[Opening PROVIDED MATERIAL section]
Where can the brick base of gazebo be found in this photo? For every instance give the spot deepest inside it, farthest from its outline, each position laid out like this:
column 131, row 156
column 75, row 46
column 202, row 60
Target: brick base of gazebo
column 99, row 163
[Closing PROVIDED MATERIAL section]
Each line of the records must be reproduced exactly.

* [ANSWER SECTION]:
Where can the brick base of gazebo be found in this photo? For every instance give the spot deepest inside it, farthest from its outline, each position laid out like this:
column 131, row 156
column 75, row 46
column 202, row 60
Target: brick base of gazebo
column 99, row 163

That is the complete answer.